** Material shown **
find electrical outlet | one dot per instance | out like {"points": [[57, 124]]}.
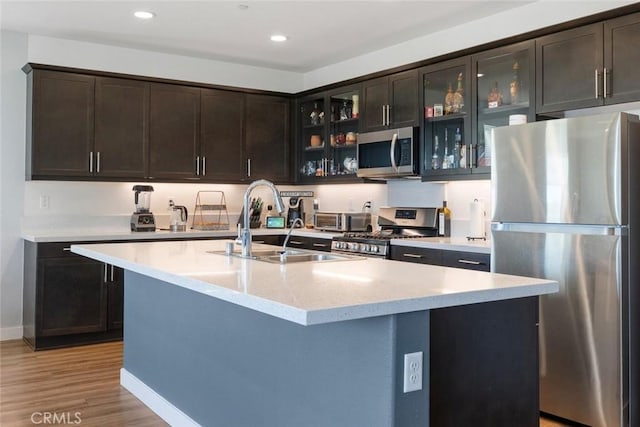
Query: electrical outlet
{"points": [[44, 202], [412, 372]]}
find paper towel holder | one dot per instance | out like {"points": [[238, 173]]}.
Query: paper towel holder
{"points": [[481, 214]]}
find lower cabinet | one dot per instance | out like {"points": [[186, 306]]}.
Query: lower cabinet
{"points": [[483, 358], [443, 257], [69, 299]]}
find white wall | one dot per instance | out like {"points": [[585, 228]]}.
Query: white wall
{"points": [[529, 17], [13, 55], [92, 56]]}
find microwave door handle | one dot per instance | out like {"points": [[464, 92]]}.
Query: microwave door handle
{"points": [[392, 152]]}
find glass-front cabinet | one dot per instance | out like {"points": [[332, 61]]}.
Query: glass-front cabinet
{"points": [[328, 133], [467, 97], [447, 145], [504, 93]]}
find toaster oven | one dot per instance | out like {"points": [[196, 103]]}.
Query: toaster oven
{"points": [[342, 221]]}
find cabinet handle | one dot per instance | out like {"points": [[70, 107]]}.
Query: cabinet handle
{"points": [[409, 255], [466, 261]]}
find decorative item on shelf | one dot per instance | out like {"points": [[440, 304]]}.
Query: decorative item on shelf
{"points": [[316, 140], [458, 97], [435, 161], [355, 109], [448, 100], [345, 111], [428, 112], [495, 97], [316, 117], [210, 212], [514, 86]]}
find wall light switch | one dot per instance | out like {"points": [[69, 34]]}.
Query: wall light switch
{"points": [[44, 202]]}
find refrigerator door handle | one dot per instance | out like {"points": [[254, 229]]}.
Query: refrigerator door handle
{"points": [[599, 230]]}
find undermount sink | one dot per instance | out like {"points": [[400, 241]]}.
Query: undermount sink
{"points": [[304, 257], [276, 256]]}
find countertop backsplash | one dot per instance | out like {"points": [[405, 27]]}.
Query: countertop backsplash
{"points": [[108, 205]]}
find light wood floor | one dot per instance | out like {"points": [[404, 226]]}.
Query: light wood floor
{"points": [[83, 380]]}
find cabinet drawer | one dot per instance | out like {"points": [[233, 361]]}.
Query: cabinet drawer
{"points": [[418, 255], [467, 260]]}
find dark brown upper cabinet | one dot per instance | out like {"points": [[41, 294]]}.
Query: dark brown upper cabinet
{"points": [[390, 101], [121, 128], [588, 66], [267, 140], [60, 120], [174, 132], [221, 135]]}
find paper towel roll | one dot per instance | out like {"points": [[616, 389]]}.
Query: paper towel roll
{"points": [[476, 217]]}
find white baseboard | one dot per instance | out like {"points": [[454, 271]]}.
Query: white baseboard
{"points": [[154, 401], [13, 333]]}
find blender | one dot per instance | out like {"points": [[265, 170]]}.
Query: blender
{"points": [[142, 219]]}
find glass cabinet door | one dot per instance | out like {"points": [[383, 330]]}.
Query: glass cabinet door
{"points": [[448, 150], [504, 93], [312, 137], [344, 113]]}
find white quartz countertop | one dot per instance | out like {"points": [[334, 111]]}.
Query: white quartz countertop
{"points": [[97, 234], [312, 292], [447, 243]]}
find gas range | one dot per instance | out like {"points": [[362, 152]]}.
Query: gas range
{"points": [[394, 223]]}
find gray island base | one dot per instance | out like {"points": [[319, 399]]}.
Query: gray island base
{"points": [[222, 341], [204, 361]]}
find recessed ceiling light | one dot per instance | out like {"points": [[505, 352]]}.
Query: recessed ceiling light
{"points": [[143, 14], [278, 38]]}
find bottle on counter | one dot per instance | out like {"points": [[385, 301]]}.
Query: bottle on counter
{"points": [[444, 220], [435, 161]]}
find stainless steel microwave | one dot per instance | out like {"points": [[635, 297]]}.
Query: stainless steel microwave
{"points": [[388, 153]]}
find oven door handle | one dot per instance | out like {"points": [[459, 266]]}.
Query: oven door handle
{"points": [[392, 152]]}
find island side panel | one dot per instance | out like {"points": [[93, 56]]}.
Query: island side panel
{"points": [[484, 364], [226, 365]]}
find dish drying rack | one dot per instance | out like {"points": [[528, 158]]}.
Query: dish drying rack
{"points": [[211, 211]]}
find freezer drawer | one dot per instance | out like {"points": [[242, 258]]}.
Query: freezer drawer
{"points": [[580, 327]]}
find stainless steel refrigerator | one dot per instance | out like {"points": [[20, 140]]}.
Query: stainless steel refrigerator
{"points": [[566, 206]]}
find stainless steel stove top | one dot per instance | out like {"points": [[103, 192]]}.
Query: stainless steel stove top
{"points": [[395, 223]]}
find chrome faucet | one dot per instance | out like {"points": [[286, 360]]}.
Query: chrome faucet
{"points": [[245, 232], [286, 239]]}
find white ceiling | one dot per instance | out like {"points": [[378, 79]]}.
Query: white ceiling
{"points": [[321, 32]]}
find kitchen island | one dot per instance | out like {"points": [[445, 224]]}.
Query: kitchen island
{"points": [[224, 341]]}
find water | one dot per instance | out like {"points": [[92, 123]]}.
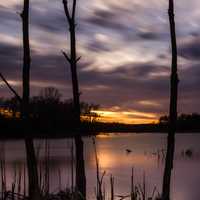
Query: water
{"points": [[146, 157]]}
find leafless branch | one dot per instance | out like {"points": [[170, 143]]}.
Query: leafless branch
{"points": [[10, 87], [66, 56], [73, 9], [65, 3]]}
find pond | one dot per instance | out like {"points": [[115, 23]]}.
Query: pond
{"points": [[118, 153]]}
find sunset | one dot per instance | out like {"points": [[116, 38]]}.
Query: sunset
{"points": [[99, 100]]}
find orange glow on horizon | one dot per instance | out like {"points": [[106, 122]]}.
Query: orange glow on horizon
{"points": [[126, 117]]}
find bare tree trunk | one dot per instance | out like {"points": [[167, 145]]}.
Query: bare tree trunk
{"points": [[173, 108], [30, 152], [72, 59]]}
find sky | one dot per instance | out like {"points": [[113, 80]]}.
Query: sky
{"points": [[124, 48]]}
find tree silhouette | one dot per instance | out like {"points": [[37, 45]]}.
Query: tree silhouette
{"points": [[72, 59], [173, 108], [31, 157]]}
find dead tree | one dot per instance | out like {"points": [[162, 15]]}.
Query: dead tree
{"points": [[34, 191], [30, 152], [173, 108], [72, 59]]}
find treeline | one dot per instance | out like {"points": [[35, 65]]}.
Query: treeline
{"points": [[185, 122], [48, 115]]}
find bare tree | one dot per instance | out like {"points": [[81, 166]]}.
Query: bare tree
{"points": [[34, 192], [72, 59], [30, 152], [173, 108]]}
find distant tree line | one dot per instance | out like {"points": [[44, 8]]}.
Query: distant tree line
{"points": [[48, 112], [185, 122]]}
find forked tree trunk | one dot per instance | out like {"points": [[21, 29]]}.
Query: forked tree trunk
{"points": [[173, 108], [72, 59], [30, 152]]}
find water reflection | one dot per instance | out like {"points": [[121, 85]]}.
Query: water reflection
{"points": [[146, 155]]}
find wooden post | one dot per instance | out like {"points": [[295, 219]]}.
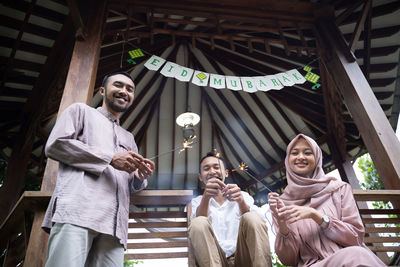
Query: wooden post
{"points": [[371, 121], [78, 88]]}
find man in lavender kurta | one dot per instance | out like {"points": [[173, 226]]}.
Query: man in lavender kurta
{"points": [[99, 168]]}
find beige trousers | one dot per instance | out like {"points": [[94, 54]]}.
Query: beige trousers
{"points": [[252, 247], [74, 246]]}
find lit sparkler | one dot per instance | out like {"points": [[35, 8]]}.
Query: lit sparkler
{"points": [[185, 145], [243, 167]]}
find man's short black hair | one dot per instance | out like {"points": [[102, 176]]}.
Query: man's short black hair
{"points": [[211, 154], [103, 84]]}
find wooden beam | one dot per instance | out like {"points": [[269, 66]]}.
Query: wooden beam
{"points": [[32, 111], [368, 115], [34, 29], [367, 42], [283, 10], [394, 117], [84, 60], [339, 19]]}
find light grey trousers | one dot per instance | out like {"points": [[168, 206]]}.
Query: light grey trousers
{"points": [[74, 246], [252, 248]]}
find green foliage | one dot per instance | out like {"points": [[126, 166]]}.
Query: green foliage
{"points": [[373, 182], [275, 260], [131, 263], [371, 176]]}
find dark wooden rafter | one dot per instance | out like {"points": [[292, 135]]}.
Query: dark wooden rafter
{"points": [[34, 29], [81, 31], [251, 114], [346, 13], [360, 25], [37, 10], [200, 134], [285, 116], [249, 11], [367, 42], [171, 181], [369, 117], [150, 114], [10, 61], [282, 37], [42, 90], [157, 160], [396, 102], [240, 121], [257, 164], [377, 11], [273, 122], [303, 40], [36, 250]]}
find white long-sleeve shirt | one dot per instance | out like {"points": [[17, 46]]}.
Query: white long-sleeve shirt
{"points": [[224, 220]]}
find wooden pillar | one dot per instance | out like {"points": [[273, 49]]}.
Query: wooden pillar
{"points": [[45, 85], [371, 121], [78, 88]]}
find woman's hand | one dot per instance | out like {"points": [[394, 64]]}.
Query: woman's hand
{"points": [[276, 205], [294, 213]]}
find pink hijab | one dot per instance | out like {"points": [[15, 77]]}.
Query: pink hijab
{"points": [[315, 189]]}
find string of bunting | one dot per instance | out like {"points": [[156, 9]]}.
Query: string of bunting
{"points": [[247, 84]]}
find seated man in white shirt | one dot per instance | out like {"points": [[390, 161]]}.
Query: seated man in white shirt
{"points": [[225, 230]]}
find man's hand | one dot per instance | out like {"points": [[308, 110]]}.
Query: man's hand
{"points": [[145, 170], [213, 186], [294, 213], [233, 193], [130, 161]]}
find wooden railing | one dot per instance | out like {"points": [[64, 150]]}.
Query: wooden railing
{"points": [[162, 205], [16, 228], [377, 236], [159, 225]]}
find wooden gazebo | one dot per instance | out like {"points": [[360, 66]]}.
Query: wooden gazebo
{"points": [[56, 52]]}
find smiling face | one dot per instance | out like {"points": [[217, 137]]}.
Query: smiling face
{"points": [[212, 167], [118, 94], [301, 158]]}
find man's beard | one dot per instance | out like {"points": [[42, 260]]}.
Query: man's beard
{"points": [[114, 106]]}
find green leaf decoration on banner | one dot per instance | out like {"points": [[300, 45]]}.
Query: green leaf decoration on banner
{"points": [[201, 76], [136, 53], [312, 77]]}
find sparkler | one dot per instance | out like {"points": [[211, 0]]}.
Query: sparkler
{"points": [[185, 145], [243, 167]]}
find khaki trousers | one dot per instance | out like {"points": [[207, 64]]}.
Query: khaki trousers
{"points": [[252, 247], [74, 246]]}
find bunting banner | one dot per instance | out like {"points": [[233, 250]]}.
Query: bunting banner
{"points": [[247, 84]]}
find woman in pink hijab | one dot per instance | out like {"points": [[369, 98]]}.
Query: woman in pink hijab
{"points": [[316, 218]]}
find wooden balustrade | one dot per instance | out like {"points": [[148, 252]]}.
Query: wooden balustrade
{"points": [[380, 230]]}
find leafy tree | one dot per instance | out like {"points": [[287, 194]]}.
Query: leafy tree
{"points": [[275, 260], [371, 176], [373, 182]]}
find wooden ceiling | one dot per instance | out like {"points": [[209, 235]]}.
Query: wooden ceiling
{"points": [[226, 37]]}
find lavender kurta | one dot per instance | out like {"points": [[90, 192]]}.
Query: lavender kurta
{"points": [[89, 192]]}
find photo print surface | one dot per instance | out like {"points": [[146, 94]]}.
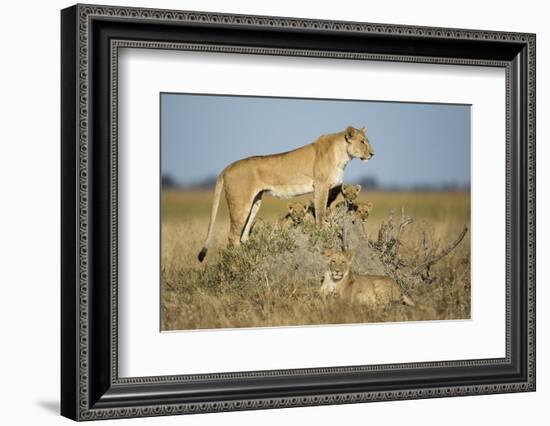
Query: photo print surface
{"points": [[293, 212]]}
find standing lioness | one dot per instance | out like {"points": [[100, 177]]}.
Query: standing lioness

** Task to complete **
The total wanted is the number of lines in the entries above that contain "standing". Give it alone.

** Solution to this problem **
2